Task requirements: Write out the part of the entries below that opens with the line containing "mask job: grass" and runs through the last line of the entries, both ends included. Give it as a numbered list and omit blank lines.

== Listed records

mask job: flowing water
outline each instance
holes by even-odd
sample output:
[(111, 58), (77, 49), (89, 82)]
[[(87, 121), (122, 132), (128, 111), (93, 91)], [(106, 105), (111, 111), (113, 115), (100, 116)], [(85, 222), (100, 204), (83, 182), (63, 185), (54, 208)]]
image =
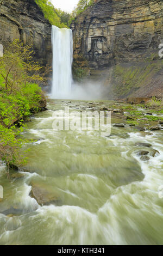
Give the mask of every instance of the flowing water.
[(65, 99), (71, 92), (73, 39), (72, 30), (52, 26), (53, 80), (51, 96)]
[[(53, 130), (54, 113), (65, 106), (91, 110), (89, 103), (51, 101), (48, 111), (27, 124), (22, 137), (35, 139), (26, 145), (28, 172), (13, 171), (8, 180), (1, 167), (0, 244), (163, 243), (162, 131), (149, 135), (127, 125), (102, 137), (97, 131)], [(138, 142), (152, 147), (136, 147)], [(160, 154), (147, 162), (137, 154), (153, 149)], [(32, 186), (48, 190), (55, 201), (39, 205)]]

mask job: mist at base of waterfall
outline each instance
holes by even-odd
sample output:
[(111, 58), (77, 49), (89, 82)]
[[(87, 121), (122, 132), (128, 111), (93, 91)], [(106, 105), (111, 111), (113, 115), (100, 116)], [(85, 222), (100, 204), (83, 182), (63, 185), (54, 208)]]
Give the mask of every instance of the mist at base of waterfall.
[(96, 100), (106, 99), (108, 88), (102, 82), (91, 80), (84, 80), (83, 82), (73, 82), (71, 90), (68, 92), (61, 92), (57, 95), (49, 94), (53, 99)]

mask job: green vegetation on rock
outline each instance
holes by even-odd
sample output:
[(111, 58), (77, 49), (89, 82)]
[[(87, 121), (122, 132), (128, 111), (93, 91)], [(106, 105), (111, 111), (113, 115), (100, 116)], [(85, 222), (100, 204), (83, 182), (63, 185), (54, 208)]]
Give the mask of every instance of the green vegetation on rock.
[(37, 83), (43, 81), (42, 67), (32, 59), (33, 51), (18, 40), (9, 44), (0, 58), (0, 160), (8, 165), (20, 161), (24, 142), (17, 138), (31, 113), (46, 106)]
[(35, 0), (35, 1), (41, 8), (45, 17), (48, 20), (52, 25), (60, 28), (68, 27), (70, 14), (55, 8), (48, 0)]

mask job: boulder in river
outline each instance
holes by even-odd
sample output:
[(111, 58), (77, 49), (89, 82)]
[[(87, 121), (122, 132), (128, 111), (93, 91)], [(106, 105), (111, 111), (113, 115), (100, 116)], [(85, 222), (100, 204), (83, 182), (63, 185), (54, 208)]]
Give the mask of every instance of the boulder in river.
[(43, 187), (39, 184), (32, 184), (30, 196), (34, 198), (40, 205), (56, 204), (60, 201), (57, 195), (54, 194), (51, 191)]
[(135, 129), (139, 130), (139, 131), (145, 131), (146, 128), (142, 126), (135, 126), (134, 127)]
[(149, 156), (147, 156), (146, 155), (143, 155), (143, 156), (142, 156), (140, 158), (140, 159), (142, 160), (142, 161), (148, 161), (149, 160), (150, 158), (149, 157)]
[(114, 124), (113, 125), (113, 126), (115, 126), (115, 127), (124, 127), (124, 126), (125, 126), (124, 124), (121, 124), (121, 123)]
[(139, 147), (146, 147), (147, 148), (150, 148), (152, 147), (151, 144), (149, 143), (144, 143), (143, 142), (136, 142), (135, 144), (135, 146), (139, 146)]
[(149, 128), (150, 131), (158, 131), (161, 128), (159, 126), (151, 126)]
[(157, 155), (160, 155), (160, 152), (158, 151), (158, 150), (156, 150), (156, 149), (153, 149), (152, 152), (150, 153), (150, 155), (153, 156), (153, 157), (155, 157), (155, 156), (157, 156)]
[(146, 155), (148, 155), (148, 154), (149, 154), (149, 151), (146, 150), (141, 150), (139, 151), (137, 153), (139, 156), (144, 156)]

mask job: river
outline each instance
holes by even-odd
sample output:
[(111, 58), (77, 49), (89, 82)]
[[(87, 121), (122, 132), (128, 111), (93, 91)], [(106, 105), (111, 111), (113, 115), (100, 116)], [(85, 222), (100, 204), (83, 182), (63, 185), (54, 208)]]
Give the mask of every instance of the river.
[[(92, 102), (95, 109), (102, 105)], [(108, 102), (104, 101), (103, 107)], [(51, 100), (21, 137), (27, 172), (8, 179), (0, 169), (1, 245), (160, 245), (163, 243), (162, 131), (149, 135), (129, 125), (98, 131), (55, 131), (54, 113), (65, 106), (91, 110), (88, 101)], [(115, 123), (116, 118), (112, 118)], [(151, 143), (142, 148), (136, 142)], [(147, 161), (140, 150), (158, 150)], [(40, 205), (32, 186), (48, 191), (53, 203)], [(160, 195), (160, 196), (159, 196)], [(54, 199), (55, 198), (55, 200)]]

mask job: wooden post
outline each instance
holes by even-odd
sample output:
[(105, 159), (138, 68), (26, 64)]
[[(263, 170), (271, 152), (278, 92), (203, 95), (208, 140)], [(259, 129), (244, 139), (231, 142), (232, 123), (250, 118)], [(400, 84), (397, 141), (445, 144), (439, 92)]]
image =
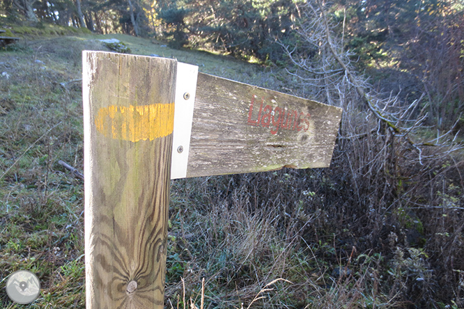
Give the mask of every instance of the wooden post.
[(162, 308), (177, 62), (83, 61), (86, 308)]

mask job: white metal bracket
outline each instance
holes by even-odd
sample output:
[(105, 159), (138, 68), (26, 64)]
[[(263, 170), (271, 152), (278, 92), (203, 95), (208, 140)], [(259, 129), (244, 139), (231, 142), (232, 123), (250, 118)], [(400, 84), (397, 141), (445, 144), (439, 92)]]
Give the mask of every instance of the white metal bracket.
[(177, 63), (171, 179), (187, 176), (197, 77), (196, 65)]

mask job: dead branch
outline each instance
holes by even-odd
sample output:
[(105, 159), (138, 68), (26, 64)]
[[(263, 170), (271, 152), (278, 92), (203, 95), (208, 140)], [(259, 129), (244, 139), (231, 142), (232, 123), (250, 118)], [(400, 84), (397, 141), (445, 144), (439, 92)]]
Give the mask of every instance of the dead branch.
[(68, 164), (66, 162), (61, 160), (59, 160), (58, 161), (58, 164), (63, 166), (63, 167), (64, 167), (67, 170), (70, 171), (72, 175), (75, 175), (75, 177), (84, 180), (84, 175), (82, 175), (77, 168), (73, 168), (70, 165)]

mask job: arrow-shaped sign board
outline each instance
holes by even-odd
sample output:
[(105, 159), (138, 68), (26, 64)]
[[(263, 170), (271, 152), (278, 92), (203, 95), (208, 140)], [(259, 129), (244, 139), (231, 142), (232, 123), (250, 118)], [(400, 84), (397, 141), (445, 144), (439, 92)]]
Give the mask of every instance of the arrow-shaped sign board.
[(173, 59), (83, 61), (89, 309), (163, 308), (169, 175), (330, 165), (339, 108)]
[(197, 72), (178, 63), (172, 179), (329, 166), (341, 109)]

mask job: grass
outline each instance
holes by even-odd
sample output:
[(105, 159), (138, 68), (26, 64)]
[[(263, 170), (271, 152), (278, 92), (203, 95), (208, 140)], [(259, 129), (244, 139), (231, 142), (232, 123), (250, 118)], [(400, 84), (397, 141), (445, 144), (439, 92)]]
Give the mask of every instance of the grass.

====

Exercise result:
1. mask job: grass
2. outline each instance
3. holes by even-odd
4. sample output:
5. [(105, 159), (138, 68), (26, 64)]
6. [[(263, 170), (271, 152), (278, 92), (203, 95), (208, 140)], [(259, 129), (244, 139), (231, 142), (232, 123), (250, 118)], [(400, 84), (397, 141), (445, 144), (439, 92)]]
7. Give the mask of every instance of the grass.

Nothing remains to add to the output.